◆ **PROBLEM DESCRIPTION**: Retype, word for word, every line of the records below starting at the one that contains "target | porch ceiling" and ending at the one that contains "target | bride's white wedding gown"; include both of those lines and nothing more.

◆ **AVAILABLE DATA**:
Segment Open

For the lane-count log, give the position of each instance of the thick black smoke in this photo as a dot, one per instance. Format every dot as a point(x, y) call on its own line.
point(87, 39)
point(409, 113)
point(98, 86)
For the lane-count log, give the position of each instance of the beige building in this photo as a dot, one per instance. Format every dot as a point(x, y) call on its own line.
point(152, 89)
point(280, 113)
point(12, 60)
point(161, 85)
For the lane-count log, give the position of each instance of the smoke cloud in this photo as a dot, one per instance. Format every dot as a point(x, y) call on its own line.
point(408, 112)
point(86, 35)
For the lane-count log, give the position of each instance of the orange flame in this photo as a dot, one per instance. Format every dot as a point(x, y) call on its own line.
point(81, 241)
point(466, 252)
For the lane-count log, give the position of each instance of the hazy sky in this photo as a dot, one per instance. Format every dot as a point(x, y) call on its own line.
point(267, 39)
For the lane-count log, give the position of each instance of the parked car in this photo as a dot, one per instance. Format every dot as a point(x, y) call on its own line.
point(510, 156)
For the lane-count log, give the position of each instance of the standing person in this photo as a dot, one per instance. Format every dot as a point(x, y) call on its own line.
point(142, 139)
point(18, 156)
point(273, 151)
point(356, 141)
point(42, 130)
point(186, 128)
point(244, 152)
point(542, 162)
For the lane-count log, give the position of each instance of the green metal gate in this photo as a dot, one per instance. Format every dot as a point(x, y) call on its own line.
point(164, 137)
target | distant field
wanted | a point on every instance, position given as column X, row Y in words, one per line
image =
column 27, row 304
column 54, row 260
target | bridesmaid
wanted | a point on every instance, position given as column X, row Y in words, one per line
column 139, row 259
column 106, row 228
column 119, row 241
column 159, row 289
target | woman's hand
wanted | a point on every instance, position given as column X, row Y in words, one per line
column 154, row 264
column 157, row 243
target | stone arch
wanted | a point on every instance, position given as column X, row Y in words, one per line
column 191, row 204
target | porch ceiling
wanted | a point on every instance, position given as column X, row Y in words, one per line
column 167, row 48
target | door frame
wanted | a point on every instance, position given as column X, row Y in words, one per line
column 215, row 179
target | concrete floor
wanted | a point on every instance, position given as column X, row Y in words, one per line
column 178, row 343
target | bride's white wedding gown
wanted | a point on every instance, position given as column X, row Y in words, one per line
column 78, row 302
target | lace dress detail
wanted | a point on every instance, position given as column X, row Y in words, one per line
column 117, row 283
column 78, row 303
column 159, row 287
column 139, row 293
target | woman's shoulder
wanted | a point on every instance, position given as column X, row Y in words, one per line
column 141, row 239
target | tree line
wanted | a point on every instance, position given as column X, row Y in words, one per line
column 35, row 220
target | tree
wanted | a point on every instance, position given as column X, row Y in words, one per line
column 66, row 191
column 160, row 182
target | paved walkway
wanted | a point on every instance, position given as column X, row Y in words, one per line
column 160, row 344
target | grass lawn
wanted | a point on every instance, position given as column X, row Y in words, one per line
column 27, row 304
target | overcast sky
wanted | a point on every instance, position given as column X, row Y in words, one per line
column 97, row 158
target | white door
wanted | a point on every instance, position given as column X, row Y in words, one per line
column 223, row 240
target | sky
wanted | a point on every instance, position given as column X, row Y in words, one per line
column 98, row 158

Segment Closed

◆ **EXERCISE RESULT**:
target | porch ceiling
wanted | a point on every instance, position given as column X, row Y in words, one per line
column 167, row 48
target | door frame
wanted | a point on every instance, position given as column X, row Y in words, one per line
column 215, row 179
target | concrete floor
wanted | a point on every instance, position given as column X, row Y in words, one per line
column 178, row 343
target | bride's white wedding gown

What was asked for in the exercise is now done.